MATERIAL SUPPLIED.
=== Begin Enclosure ===
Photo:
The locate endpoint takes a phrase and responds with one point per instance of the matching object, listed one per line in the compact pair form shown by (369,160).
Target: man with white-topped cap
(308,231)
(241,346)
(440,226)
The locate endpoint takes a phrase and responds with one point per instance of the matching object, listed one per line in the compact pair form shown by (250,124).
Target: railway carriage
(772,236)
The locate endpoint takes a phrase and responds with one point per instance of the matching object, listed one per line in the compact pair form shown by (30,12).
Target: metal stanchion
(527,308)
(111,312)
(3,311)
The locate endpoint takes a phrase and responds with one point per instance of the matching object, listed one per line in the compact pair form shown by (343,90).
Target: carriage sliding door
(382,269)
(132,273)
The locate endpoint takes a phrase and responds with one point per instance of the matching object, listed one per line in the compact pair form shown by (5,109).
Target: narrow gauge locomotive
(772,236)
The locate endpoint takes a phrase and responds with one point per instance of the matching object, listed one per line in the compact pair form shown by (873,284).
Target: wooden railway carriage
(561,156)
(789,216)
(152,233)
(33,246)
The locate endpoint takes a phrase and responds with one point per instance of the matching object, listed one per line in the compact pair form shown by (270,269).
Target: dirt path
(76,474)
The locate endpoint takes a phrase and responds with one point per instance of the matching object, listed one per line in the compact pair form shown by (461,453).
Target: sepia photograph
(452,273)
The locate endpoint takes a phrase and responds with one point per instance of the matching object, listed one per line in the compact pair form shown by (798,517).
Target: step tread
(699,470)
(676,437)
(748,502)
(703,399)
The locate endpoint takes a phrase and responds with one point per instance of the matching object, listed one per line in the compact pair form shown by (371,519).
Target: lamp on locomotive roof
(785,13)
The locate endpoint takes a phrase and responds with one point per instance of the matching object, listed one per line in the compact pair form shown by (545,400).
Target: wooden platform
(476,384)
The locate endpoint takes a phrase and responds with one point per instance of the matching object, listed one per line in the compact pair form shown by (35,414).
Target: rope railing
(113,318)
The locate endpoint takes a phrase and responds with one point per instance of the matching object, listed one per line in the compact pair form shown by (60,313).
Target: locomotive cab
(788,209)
=== End Enclosure ===
ASSIGNMENT.
For each line in the listing, return it exactly as shown.

RESPONSE.
Photo:
The locate endpoint takes a phrase and responds with one point per instance of the matching object, listed one per line in the compact pair form shown by (369,160).
Target: man with white-topped cap
(308,231)
(241,346)
(440,226)
The locate endpoint takes a phrase and responds with one point per instance of the matching object, listed one per line in the compact pair form shown by (250,124).
Target: railway carriage
(772,236)
The locate endpoint takes a phrase and responds with one point per instance of the matching object, listed one per line in the compact pair form shown by (30,12).
Target: metal stanchion
(527,308)
(111,312)
(3,311)
The locate endpoint takes a phrase and responds with one point per instance of the matching object, listed one per line in the compact pair form shown by (343,90).
Target: carriage sliding door
(382,269)
(132,273)
The locate endpoint takes a phrase and responds with one point per instance of the matching object, listed one per line in the compact pair form shown by (5,109).
Target: narrow gauge locomotive
(772,236)
The locate endpoint takes a phrase and responds with one point per instance of the matching object, listed one per line in the compact pair form shown by (873,284).
Target: wooden railway carriage
(561,156)
(789,216)
(152,233)
(33,246)
The locate endpoint takes a phrase and responds with one point per instance of the matching object, listed one per line in the compact pair form shown by (270,269).
Target: dirt path
(76,474)
The locate endpoint takes a phrase and responds with one point per instance of the matching object, listed one per line in the compact pair form shown by (461,453).
Target: sepia photograph
(452,273)
The locate endpoint takes a phrase and responds with one point per instance of the matching object, listed one per line in the compact pair form shown by (798,517).
Target: step tread
(699,470)
(676,437)
(748,502)
(703,399)
The locate endpoint takes a phrase and responds with one point per instance of the matching object, listed one per line in the compact pair form shown by (371,519).
Target: lamp on locomotive roof
(785,13)
The locate endpoint takes a phrase and responds with one point per instance of the matching object, listed one per line in the compact pair form shown by (545,400).
Target: wooden platform
(476,384)
The locate endpoint takes a phrase and responds with one point per instance of the matching object, listed one per line in the compact pair form shown by (35,414).
Target: rope railing
(113,318)
The locate endpoint takes a phrase and responds with one point per instance of the matching object, listed one per line in the compact pair form shown by (60,313).
Target: locomotive cab
(788,209)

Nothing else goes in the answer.